* _Source text_:
════════

Research Project: Management of Fire Ants and Other Invasive Ants

Location: Imported Fire Ant and Household Insects Research

Title: Insecticidal effects of Receptor-i isolated bioactive peptides on field collected fire ant colonies

item CHINTA, SATYA - Foresight Science & Technology
item Vander Meer, Robert - Bob
item Choi, Man-Yeon
item O'Reilly, Erin

Submitted to: International Journal of Molecular Sciences
Publication Type: Peer Reviewed Journal
Publication Acceptance Date: 9/8/2023
Publication Date: 9/12/2023
Citation: Chinta, S., Vander Meer, R.K., Choi, M.Y., O'Reilly, E.E. 2023. Insecticidal effects of Receptor-i isolated bioactive peptides on field collected fire ant colonies. International Journal of Molecular Sciences. 24(18).

Interpretive Summary: A patented method (Receptor-i technology) for isolating biologically active small peptides (7 amino acids) that act as antagonists to key insect neurophysiological precesses was applied to the red imported fire ant. Ten bioactive peptides were isolated. Feeding/mortality studies narrowed the candidate peptides to four and then to two. Large field collected fully functional fire ant colonies were set up in the laboratory. Each of the two peptides were then continuously fed to the fire ant colonies for 14 weeks. Both bioactive peptides caused significant worker mortality and 5 of 8 queens died. Those surviving queens were very low weight and likely no longer functional. This is the first report that demonstrates the effectiveness of Receptor-i technology generated small peptides for control of imported fire ants, an annual 8.85 billion dollar problem affecting multiple economic sectors.

════════

* _Supplied data_:
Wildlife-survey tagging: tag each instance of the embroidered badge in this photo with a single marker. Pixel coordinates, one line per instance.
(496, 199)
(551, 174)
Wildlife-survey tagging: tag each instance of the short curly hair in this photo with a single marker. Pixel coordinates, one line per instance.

════════

* _What this exercise asks_:
(1) Using the fire ant peptide summary, decide whether each statement agrees with it, answering yes or no and quoting the deciding words: (a) Ten bioactive peptides were isolated from the red imported fire ant work. (b) The two peptides were fed to the colonies for eight weeks. (c) All of the queens died during the feeding study.
(2) According to the fire ant peptide summary, how much do imported fire ants cost each year?
(3) Carry on the fire ant peptide summary from its final sentence.

* _Answers for each item_:
(1)
(a) Yes: "Ten bioactive peptides were isolated."
(b) No: "Each of the two peptides were then continuously fed to the fire ant colonies for 14 weeks."
(c) No: "5 of 8 queens died."

(2) Imported fire ants are an annual 8.85 billion dollar problem.

(3)
Technical Abstract: Receptor-i technology uses an insect cell line that in this case, expresses the Pheromone Biosynthesis Activating Neuropeptide receptor (PBAN-R). All fire ant life stages express the PBAN-R. The receptor cell line is challenged with a phage library of millions of randomly synthesized 7 amino acid peptides and through a series of repetitive procedures strong binding 7 amino acid peptides were isolated. These peptides are expected to interfere with the normal functioning of PBAN-R as antagonists or agonists causing disfunction in immatures, workers and the colony queen. Screening the peptides in fire ant acceptance and mortality bioassays identified four promising peptides that were fed to fire ant workers. Two of these, IQQGSHF and MARYMSA gave significantly better worker control. Large fully functional fire ant field colonies (queen, brood, up to 8,000 workers) were set up in the laboratory and were fed 0.1% IQQGSHF or MARYMSA in 10% sucrose solution. Significant worker mortality, queen weight loss and death were observed. These results bring the Receptor-i technology closer to field evaluations and commercial interest.